Location identification entries
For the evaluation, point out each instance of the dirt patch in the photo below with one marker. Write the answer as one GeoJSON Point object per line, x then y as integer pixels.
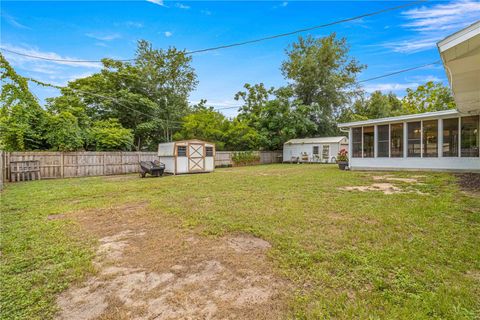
{"type": "Point", "coordinates": [386, 188]}
{"type": "Point", "coordinates": [413, 179]}
{"type": "Point", "coordinates": [56, 217]}
{"type": "Point", "coordinates": [389, 187]}
{"type": "Point", "coordinates": [469, 182]}
{"type": "Point", "coordinates": [148, 268]}
{"type": "Point", "coordinates": [121, 177]}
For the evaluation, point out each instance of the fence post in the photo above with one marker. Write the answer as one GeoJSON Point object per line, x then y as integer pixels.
{"type": "Point", "coordinates": [104, 164]}
{"type": "Point", "coordinates": [62, 165]}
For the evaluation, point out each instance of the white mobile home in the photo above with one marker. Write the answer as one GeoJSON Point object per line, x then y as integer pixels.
{"type": "Point", "coordinates": [188, 156]}
{"type": "Point", "coordinates": [443, 140]}
{"type": "Point", "coordinates": [323, 149]}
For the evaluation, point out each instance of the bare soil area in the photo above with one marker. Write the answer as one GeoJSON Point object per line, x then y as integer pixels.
{"type": "Point", "coordinates": [149, 268]}
{"type": "Point", "coordinates": [386, 185]}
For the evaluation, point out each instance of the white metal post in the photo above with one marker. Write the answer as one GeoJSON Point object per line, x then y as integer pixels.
{"type": "Point", "coordinates": [421, 139]}
{"type": "Point", "coordinates": [459, 137]}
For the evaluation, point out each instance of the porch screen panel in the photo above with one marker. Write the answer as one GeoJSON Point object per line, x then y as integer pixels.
{"type": "Point", "coordinates": [414, 139]}
{"type": "Point", "coordinates": [450, 137]}
{"type": "Point", "coordinates": [430, 138]}
{"type": "Point", "coordinates": [383, 141]}
{"type": "Point", "coordinates": [368, 142]}
{"type": "Point", "coordinates": [356, 142]}
{"type": "Point", "coordinates": [469, 136]}
{"type": "Point", "coordinates": [396, 140]}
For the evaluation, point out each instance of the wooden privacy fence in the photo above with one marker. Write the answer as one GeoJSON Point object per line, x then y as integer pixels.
{"type": "Point", "coordinates": [2, 165]}
{"type": "Point", "coordinates": [55, 165]}
{"type": "Point", "coordinates": [224, 158]}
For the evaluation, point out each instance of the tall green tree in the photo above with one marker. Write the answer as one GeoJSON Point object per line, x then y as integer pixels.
{"type": "Point", "coordinates": [204, 124]}
{"type": "Point", "coordinates": [22, 120]}
{"type": "Point", "coordinates": [64, 132]}
{"type": "Point", "coordinates": [254, 98]}
{"type": "Point", "coordinates": [148, 96]}
{"type": "Point", "coordinates": [323, 76]}
{"type": "Point", "coordinates": [428, 97]}
{"type": "Point", "coordinates": [109, 135]}
{"type": "Point", "coordinates": [377, 105]}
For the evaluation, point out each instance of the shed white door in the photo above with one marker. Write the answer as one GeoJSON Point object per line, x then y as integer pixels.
{"type": "Point", "coordinates": [196, 158]}
{"type": "Point", "coordinates": [326, 152]}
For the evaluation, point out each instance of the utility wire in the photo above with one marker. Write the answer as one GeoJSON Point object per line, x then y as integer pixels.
{"type": "Point", "coordinates": [401, 71]}
{"type": "Point", "coordinates": [99, 96]}
{"type": "Point", "coordinates": [376, 77]}
{"type": "Point", "coordinates": [242, 43]}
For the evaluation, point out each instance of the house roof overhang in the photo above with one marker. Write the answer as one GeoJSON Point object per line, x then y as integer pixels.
{"type": "Point", "coordinates": [405, 118]}
{"type": "Point", "coordinates": [460, 53]}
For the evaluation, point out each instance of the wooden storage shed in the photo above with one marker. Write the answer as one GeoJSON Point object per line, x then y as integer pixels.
{"type": "Point", "coordinates": [187, 156]}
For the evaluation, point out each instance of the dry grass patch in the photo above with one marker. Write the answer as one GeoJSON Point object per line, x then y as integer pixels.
{"type": "Point", "coordinates": [149, 268]}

- _What is expected_
Everything from the line containing "For the evaluation, point out each instance of the house" through the final line of the listing, inclusive, must be reproduced exactly; leave out the rest.

- _Solution for this task_
For the evaluation, point out each instance of the house roof overhang in the photo above with one marker. Write the answer as one GeoJSON Point object per line, x then y as integer pixels.
{"type": "Point", "coordinates": [405, 118]}
{"type": "Point", "coordinates": [460, 53]}
For the evaluation, point out each instance of the wooden storage shed in the photo above with one marker. Write the answer as one GeoJSON Point object per line, x then y as integer pixels.
{"type": "Point", "coordinates": [187, 156]}
For the evaluation, point out each instance of the dry grass patch in the photo above with one marker. Write the answer as one GeoJSON Point object per line, x then y as integer pixels.
{"type": "Point", "coordinates": [149, 268]}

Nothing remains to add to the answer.